◆ DIRECTIONS FOR THIS TASK
Carry on the article about the HR 8799 planetary system from where it stops.

◆ DOCUMENT EXTRACT

◇ ◇ ◇

Issue |
A&A
Volume 576, April 2015
|
|
---|---|---|
Article Number | A133 | |
Number of page(s) | 10 | |
Section | Planets and planetary systems | |
DOI | https://doi.org/10.1051/0004-6361/201425185 | |
Published online | 20 April 2015 |
The LEECH Exoplanet Imaging Survey. Further constraints on the planet architecture of the HR 8799 system⋆
1 INAF–Osservatorio Astronomico di Padova, Vicolo dell’Osservatorio 5, 35122 Padova, Italy
e-mail: annelise.maire@oapd.inaf.it
2 Steward Observatory, Department of Astronomy, University of Arizona, 993 North Cherry Avenue, Tucson, AZ 85721, USA
3 INAF–Osservatorio Astrofisico di Arcetri, Largo E. Fermi 5, 50125 Firenze, Italy
4 Dipartimento di Fisica e Astronomia, Universitá di Padova, via F. Marzolo 8, 35131 Padova, Italy
5 Department of Astronomy, University of Virginia, Charlottesville, VA 22904, USA
6 Institute for Astronomy, University of Edinburgh, Blackford Hill, Edinburgh EH9 3HJ, UK
7 Max-Planck-Institut für Astronomie, Königstuhl 17, 69117 Heidelberg, Germany
8 Université Grenoble Alpes, IPAG, 38000 Grenoble, France
9 CNRS, IPAG, 38000 Grenoble, France
10 Department of Physics, University of Notre Dame, 225 Nieuwland Science Hall, Notre Dame, IN 46556, USA
11 Arizona State University, School of Earth and Space Exploration, PO Box 871404, Tempe, AZ 85287-1404, USA
12 Astrophysics group, School of Physics, University of Exeter, Stocker Road, Exeter EX4 4QL, UK
13 Department of Astronomy and Astrophysics, University of California Santa Cruz, Santa Cruz, CA 95064, USA
14 Max-Planck-Institut für Radioastronomie, Auf dem Hügel 69, 53121 Bonn, Germany
15 International Max Planck Research School for Astronomy and Space Physics, 69117 Heidelberg, Germany
16 NASA Ames Research Center, M.S. 245-6, Moffett Field, CA 94035, USA
17 Minnesota Institute for Astrophysics, University of Minnesota, 116 Church Street, SE, Minneapolis, MN 55455, USA
Received: 20 October 2014
Accepted: 4 March 2015
Context. Astrometric monitoring of directly imaged exoplanets allows the study of their orbital parameters and system architectures. Because most directly imaged planets have long orbital periods (>20 AU), accurate astrometry is challenging when based on data acquired on timescales of a few years and usually with different instruments. The LMIRCam camera on the Large Binocular Telescope is being used for the LBT Exozodi Exoplanet Common Hunt (LEECH) survey to search for and characterize young and adolescent exoplanets in L′ band (3.8 μm), including their system architectures.

◇ ◇ ◇

◆ MATERIAL PROVIDED
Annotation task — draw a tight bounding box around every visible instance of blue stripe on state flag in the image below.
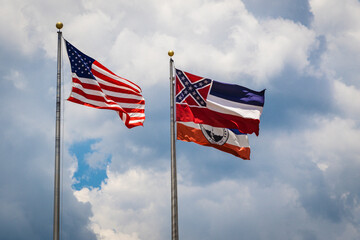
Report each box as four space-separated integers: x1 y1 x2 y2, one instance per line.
210 80 265 107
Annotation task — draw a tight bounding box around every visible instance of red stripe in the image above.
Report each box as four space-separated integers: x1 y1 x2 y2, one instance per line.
93 60 141 92
176 104 260 135
71 87 115 104
99 82 142 96
67 96 121 112
176 123 250 160
67 97 145 128
72 78 102 92
123 108 145 113
106 95 145 105
91 69 139 93
73 78 145 105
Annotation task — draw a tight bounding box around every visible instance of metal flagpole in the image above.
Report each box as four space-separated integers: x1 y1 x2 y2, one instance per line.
168 51 179 240
53 22 63 240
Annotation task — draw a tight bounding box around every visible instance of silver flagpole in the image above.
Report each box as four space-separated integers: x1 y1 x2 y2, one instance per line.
53 22 63 240
168 51 179 240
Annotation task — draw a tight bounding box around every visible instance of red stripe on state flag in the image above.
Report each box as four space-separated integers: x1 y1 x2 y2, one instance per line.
176 122 250 160
176 104 260 135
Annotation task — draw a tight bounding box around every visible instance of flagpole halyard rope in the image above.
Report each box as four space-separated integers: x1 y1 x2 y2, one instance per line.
168 50 179 240
53 22 63 240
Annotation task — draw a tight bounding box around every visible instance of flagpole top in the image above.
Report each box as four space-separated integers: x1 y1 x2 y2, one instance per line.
56 22 64 30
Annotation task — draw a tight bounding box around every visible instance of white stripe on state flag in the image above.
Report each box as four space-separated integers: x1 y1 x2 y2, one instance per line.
178 122 250 147
206 94 263 119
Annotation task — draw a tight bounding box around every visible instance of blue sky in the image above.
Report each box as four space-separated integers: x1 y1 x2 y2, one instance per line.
0 0 360 240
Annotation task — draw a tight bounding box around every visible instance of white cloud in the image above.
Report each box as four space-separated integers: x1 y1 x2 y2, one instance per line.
310 0 360 87
4 69 27 90
74 169 169 240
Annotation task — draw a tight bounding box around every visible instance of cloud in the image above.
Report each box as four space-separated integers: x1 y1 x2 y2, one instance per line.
0 0 360 240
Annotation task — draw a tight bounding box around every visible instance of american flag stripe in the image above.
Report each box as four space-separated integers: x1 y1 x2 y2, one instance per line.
92 61 141 93
65 40 145 128
71 87 145 110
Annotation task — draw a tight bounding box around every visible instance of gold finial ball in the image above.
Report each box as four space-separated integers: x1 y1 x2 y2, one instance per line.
56 22 64 30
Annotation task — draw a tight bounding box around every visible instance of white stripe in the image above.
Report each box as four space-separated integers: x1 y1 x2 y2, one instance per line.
178 122 250 147
95 76 140 93
102 89 144 100
206 94 263 119
91 64 141 92
70 92 123 110
72 73 144 100
128 112 145 117
72 78 144 105
129 119 145 124
72 73 100 87
71 84 145 109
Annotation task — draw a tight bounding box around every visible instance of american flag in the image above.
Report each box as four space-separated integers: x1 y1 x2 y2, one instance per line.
64 39 145 128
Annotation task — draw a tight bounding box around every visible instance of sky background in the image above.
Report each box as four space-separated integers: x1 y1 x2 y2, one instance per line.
0 0 360 240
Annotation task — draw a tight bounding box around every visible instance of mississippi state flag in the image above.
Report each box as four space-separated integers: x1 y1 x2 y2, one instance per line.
65 40 145 128
175 69 265 135
176 122 250 160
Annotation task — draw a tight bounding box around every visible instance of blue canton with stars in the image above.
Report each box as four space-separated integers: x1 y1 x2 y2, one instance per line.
175 69 211 107
64 39 95 79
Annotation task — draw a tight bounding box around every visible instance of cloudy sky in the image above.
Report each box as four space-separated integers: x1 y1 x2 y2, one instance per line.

◇ ◇ ◇

◆ WRITTEN ANSWER
Aims. We first aim to provide a good astrometric calibration of LMIRCam. Then, we derive new astrometry, test the predictions of the orbital model of 8:4:2:1 mean motion resonance proposed for the system, and perform new orbital fitting of the HR 8799 bcde planets. We also present deep limits on a putative fifth planet inside the known planets.
Methods. We use observations of HR 8799 and the Θ1 Ori C field obtained during the same run in October 2013.
Results. We first characterize the distortion of LMIRCam. We determine a platescale and a true north orientation for the images of 10.707 ± 0.012 mas/pix and −0.430 ± 0.076°, respectively. The errors on the platescale and true north orientation translate into astrometric accuracies at a separation of 1′′ of 1.1 mas and 1.3 mas, respectively. The measurements for all planets agree within 3σ with a predicted ephemeris. The orbital fitting based on the new astrometric measurements favors an architecture for the planetary system based on 8:4:2:1 mean motion resonance. The detection limits allow us to exclude a fifth planet slightly brighter or more massive than HR 8799 b at the location of the 2:1 resonance with HR 8799 e (~9.5 AU) and about twice as bright as HR 8799 cde at the location of the 3:1 resonance with HR 8799 e (~7.5 AU).
Key words: stars: individual: HR 8799 / planetary systems / instrumentation: adaptive optics / methods: data analysis / techniques: high angular resolution / planets and satellites: dynamical evolution and stability
The LBT is an international collaboration among institutions in the United States, Italy, and Germany. LBT Corporation partners are: The University of Arizona on behalf of the Arizona university system; Istituto Nazionale di Astrofisica, Italy; LBT Beteiligungsgesellschaft, Germany, representing the Max-Planck Society, the Astrophysical Institute Potsdam, and Heidelberg University; The Ohio State University, and The Research Corporation, on behalf of The University of Notre Dame, University of Minnesota, and University of Virginia.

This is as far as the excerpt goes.